### ROWS
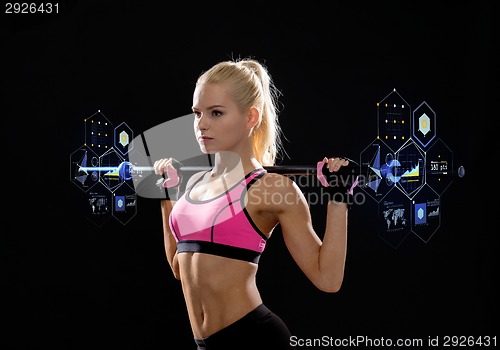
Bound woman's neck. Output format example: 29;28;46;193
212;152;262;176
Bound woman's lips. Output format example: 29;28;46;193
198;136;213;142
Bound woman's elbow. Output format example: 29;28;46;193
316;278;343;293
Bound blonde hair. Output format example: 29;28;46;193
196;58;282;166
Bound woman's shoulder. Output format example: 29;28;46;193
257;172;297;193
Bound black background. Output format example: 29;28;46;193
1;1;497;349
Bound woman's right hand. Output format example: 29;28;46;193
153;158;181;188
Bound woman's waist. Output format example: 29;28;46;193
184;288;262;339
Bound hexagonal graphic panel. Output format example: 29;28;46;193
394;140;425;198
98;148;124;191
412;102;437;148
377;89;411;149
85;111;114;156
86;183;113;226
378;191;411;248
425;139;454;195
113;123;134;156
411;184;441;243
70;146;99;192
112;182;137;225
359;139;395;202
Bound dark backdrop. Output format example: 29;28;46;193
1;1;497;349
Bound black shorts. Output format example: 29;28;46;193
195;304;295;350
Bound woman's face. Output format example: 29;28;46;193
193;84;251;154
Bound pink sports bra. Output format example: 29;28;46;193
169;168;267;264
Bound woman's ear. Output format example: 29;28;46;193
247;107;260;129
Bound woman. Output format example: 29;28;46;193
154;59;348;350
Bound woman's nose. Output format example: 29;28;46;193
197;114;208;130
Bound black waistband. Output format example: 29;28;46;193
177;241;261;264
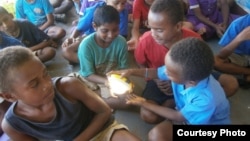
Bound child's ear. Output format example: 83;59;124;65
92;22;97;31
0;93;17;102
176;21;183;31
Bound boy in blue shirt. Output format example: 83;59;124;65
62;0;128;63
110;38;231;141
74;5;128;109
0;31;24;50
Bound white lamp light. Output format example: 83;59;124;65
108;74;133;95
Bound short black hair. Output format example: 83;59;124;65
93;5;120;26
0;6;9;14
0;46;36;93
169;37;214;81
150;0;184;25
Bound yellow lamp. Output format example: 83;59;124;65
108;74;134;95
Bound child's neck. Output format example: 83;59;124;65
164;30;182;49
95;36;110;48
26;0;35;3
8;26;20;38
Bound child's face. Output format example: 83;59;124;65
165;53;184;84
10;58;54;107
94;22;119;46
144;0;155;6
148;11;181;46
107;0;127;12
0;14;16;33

==

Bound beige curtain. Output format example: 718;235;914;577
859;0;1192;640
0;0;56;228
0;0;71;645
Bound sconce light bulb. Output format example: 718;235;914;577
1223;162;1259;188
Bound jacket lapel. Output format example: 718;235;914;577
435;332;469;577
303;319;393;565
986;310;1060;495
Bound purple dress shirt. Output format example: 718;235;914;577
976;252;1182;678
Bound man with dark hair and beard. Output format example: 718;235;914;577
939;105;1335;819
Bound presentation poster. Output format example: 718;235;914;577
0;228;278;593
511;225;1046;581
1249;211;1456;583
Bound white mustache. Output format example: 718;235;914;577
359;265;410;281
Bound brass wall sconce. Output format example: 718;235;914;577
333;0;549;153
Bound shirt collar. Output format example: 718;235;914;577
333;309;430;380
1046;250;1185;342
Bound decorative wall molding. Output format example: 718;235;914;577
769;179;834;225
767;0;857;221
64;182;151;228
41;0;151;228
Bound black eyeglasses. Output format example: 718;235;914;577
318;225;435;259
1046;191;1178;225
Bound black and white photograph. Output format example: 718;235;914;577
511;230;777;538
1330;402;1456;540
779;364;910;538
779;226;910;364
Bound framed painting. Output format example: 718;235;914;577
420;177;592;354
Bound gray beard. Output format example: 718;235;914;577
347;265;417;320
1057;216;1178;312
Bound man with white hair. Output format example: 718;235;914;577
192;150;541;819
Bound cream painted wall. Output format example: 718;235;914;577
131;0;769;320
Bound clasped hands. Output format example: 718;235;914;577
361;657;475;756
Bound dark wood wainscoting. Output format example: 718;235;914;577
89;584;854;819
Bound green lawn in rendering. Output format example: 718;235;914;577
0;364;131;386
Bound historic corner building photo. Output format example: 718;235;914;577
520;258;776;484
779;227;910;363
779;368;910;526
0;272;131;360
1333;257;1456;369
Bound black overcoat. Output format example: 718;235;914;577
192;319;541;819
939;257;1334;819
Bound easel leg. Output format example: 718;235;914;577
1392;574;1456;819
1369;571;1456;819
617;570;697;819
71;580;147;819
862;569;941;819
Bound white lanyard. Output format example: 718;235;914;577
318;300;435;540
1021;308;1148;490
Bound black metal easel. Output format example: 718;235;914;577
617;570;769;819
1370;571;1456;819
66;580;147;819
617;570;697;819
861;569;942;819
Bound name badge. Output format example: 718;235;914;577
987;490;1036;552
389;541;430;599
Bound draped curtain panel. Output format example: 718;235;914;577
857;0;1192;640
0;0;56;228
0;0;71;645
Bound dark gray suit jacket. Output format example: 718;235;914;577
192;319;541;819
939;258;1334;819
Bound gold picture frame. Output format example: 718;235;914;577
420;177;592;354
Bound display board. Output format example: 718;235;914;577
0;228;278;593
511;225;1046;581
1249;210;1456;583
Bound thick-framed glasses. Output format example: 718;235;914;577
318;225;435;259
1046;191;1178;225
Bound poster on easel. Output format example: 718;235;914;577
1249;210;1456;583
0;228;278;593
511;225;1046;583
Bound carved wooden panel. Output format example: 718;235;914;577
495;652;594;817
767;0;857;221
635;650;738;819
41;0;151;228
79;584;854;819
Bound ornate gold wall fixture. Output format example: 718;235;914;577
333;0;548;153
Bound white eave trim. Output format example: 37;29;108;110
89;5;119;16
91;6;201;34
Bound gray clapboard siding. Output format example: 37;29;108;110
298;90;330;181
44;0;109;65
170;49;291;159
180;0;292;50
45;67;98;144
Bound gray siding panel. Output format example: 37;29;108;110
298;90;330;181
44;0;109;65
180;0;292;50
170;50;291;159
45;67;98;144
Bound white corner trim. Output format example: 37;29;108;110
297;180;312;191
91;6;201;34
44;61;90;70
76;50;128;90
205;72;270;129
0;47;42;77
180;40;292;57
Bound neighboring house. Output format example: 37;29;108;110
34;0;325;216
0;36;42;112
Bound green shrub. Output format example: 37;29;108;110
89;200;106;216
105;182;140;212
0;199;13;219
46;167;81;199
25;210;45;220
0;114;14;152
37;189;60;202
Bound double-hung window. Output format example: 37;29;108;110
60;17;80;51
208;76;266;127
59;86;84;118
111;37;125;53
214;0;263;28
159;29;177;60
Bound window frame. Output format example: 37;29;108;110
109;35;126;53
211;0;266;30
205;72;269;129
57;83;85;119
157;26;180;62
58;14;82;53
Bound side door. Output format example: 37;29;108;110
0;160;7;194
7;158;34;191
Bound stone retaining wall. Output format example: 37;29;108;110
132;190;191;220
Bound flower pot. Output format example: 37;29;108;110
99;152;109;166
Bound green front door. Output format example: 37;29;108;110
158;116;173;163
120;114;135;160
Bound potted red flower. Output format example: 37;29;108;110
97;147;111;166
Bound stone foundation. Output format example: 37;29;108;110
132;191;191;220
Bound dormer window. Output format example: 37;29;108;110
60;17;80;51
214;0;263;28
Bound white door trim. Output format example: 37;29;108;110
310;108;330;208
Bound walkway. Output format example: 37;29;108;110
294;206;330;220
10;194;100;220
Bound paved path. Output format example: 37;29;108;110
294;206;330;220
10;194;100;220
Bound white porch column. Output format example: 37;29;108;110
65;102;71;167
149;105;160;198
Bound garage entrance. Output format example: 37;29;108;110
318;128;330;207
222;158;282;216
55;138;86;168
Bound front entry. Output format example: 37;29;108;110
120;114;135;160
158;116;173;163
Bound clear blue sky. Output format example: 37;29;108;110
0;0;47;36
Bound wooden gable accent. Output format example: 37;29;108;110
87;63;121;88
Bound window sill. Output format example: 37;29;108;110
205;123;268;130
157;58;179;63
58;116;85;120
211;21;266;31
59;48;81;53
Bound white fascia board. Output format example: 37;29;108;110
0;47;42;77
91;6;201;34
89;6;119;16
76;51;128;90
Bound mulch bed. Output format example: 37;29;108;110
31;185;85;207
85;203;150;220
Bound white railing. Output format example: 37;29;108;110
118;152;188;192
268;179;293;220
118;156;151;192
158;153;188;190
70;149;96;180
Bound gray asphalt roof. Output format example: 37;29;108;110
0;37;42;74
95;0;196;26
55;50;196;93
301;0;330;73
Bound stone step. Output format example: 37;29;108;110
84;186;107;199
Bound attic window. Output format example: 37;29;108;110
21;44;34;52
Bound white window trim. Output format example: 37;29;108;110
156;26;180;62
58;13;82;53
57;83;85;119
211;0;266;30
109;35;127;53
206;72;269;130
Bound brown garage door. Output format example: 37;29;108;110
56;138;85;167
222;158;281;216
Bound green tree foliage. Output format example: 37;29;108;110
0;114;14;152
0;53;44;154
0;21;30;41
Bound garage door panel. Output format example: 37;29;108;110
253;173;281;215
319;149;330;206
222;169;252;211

### WHAT IS NEEDED
Could you rewrite the rows from the line with "Bound white mustache." to the line with "1046;250;1185;342", putting "bronze" in place of "brass" and leaving everything else as it is?

### TASK RESPONSE
Bound white mustache. Output format example: 718;235;914;577
359;265;410;281
Bound bronze wall sconce. Output format example: 718;235;914;577
333;0;549;153
Bound shirt collar. Output format example: 718;235;914;577
333;309;430;380
1046;250;1185;342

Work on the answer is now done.